* **WORK INSTRUCTIONS**:
Your reply must be one number: the count of lines in the data below that contain "fence".

* **SUPPLIED DATA**:
━━━━━━

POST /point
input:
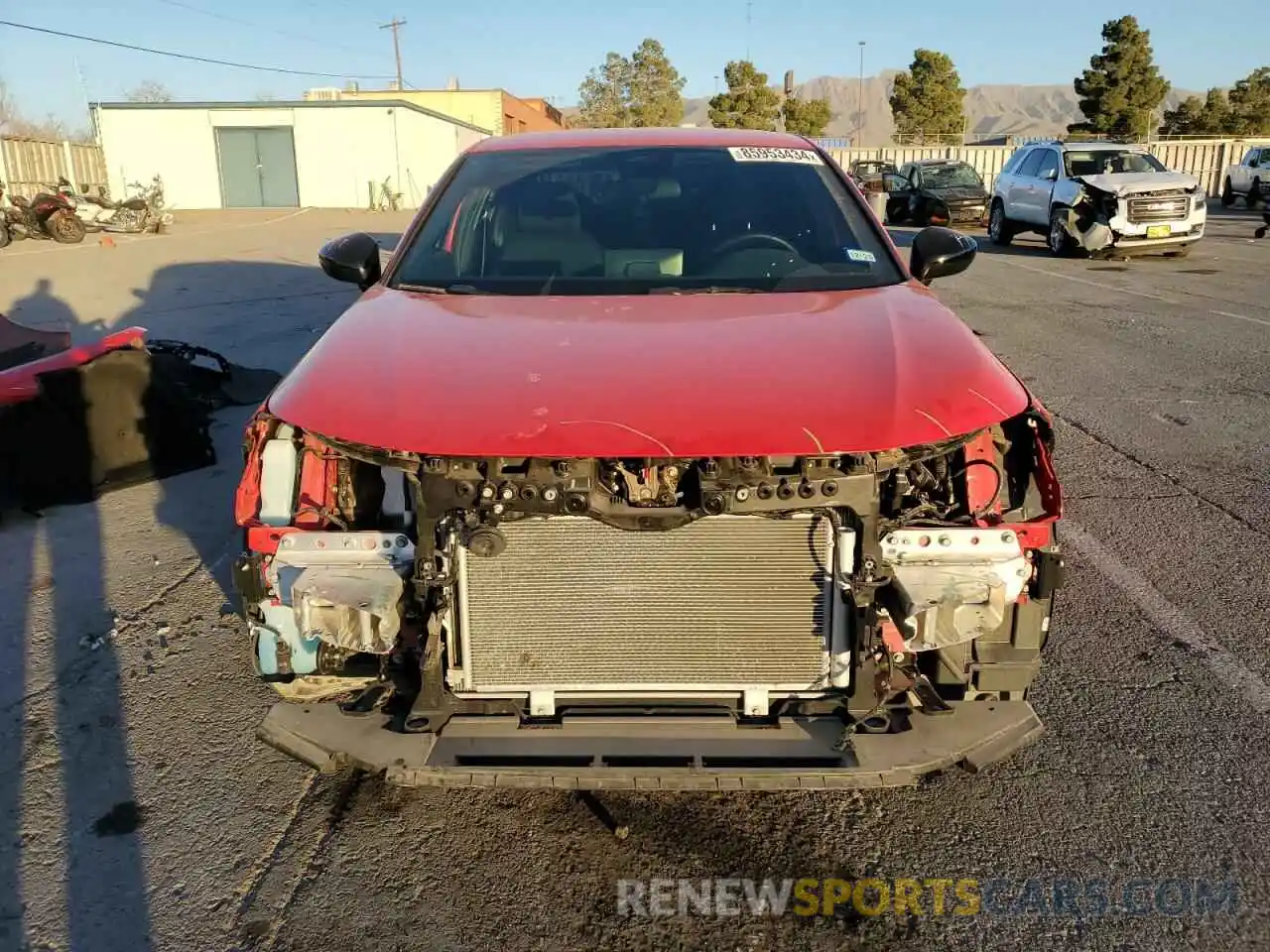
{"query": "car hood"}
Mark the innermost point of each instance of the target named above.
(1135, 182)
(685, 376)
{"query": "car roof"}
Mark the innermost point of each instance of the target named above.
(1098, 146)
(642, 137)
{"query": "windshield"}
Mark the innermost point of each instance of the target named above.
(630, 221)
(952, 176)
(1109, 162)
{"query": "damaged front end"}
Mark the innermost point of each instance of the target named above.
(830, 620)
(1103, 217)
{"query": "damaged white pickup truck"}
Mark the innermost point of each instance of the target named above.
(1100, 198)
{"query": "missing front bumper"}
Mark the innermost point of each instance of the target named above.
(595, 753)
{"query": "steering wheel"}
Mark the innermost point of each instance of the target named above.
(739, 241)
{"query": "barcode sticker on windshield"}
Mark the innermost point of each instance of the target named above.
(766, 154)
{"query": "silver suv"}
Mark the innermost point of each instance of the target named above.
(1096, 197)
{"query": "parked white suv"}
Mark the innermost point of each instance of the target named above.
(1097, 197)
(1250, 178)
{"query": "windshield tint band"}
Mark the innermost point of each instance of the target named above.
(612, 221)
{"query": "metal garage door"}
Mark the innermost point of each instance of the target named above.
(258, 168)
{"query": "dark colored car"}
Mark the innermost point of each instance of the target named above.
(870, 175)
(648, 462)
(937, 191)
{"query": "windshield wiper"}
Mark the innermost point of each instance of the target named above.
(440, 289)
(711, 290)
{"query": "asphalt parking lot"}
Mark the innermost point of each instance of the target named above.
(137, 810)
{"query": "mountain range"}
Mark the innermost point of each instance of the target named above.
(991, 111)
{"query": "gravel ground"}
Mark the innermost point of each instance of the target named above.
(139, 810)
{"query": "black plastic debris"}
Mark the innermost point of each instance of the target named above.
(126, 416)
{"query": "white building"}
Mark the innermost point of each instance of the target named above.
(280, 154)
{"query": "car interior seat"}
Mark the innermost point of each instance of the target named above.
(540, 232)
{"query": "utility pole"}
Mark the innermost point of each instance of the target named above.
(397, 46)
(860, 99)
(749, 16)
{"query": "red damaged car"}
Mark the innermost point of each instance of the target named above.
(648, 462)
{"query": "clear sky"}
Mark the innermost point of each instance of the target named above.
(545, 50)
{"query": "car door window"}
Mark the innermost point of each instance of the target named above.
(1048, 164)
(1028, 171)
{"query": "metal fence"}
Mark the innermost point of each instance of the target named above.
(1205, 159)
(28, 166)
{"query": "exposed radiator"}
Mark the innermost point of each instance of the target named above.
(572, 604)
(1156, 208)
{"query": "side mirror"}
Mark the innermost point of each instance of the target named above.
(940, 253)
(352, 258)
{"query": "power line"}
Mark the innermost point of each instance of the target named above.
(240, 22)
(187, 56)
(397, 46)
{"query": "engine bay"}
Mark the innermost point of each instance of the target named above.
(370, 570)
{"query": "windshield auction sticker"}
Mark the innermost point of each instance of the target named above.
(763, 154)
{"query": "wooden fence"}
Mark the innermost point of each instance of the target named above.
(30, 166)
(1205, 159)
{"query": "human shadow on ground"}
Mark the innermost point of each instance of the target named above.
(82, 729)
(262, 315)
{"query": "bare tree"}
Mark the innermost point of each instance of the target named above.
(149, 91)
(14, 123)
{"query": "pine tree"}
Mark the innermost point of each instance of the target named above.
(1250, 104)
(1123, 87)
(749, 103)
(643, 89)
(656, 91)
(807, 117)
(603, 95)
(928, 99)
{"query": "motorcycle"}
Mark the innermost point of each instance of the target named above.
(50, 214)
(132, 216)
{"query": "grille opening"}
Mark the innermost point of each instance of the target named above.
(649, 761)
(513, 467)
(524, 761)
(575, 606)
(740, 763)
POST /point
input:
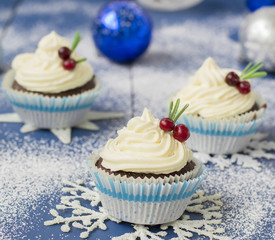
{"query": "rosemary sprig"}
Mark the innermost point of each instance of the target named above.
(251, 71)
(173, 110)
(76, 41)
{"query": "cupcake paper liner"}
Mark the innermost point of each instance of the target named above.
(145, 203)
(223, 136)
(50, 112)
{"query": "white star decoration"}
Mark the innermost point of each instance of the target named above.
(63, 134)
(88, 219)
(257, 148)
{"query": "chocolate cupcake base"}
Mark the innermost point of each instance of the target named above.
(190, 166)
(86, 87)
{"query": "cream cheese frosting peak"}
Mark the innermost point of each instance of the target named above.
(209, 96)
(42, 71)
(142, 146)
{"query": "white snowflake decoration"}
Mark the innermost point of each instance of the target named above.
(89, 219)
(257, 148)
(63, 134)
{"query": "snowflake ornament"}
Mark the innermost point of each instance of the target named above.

━━━━━━

* **OUTPUT**:
2